Given exercise
Extract from the listing below each line that contains the word "lawn", treating uppercase and lowercase as distinct.

------ Data shown ------

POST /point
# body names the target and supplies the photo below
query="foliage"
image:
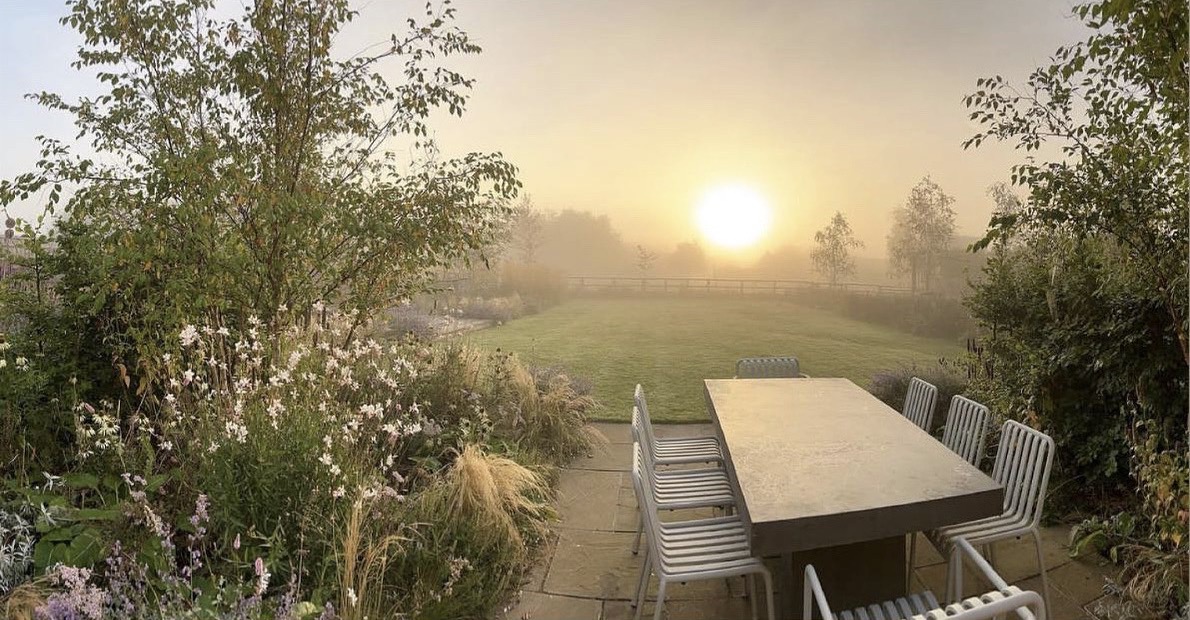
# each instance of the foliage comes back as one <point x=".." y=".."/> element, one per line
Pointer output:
<point x="286" y="450"/>
<point x="242" y="168"/>
<point x="538" y="286"/>
<point x="890" y="386"/>
<point x="526" y="230"/>
<point x="921" y="233"/>
<point x="645" y="260"/>
<point x="17" y="540"/>
<point x="1085" y="289"/>
<point x="832" y="257"/>
<point x="688" y="258"/>
<point x="671" y="343"/>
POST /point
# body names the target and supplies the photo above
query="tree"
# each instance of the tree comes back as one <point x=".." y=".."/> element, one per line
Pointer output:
<point x="244" y="170"/>
<point x="580" y="242"/>
<point x="687" y="260"/>
<point x="1116" y="105"/>
<point x="1090" y="295"/>
<point x="921" y="233"/>
<point x="645" y="260"/>
<point x="832" y="257"/>
<point x="527" y="230"/>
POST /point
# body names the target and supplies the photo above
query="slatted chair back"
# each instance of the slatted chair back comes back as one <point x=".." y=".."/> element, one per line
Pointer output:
<point x="768" y="368"/>
<point x="646" y="424"/>
<point x="966" y="427"/>
<point x="645" y="501"/>
<point x="646" y="452"/>
<point x="1022" y="467"/>
<point x="919" y="404"/>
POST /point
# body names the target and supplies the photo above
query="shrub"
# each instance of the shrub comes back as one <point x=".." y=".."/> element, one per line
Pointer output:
<point x="362" y="474"/>
<point x="890" y="386"/>
<point x="539" y="286"/>
<point x="500" y="310"/>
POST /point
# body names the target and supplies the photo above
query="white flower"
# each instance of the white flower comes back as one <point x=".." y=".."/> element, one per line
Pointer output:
<point x="189" y="334"/>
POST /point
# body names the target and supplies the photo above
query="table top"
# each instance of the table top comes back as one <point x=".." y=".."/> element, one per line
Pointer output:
<point x="820" y="462"/>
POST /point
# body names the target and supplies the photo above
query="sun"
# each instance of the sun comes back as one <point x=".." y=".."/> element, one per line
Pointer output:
<point x="733" y="217"/>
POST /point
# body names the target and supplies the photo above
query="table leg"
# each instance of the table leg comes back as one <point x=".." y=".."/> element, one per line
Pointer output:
<point x="851" y="575"/>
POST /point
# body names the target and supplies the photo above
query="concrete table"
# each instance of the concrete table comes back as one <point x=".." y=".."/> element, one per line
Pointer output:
<point x="832" y="476"/>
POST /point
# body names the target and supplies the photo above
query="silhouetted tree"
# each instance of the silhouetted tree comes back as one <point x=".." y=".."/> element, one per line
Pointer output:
<point x="832" y="257"/>
<point x="645" y="258"/>
<point x="526" y="233"/>
<point x="921" y="233"/>
<point x="687" y="260"/>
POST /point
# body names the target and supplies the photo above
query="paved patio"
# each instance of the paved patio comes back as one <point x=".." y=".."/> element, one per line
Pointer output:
<point x="588" y="571"/>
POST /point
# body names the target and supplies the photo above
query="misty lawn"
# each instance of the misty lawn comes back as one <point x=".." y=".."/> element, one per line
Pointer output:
<point x="671" y="344"/>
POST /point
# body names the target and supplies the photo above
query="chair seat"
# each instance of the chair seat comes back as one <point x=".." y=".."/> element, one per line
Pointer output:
<point x="990" y="530"/>
<point x="688" y="450"/>
<point x="903" y="608"/>
<point x="925" y="606"/>
<point x="705" y="545"/>
<point x="689" y="475"/>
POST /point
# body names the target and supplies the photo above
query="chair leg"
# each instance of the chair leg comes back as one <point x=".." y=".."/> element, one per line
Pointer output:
<point x="913" y="557"/>
<point x="751" y="589"/>
<point x="768" y="594"/>
<point x="661" y="601"/>
<point x="643" y="582"/>
<point x="640" y="531"/>
<point x="1045" y="582"/>
<point x="953" y="581"/>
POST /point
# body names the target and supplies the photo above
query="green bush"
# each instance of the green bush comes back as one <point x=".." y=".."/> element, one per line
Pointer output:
<point x="891" y="386"/>
<point x="289" y="437"/>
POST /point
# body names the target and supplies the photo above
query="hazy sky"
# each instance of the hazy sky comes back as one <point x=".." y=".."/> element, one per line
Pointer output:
<point x="634" y="108"/>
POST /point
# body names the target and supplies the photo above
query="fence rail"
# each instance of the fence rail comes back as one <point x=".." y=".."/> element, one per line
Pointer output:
<point x="721" y="285"/>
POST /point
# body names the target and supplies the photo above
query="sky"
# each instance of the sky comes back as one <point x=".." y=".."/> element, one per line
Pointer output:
<point x="637" y="108"/>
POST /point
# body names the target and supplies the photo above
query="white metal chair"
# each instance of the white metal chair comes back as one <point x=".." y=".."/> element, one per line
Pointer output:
<point x="677" y="489"/>
<point x="768" y="368"/>
<point x="676" y="450"/>
<point x="1022" y="467"/>
<point x="701" y="549"/>
<point x="1003" y="600"/>
<point x="919" y="404"/>
<point x="966" y="427"/>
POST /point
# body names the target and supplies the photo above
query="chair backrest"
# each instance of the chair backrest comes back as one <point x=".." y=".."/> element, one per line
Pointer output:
<point x="1022" y="467"/>
<point x="919" y="404"/>
<point x="646" y="452"/>
<point x="646" y="425"/>
<point x="643" y="488"/>
<point x="768" y="368"/>
<point x="966" y="427"/>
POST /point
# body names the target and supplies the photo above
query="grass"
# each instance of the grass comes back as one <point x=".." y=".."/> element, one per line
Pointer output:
<point x="670" y="345"/>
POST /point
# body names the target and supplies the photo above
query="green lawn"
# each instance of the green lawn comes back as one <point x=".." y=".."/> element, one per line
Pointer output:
<point x="670" y="345"/>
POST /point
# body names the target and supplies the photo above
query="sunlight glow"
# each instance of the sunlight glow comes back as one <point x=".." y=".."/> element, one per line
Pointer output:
<point x="733" y="217"/>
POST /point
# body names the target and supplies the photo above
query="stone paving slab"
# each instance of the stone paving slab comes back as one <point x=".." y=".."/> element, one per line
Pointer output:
<point x="537" y="606"/>
<point x="614" y="432"/>
<point x="589" y="572"/>
<point x="611" y="457"/>
<point x="594" y="565"/>
<point x="588" y="500"/>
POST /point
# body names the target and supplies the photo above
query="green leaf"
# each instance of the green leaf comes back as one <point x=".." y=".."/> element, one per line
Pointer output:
<point x="81" y="481"/>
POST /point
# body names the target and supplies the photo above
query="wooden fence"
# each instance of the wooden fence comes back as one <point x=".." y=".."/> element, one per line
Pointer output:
<point x="720" y="285"/>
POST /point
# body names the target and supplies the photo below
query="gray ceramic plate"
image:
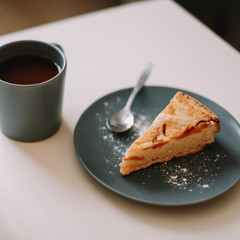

------

Problem solution
query="misty lawn"
# each instance of the misty lawn comes back as one <point x=".." y=".."/> element, one per line
query="green lawn"
# each instance of the green lawn comes back as one <point x=".." y=".."/> element, one per line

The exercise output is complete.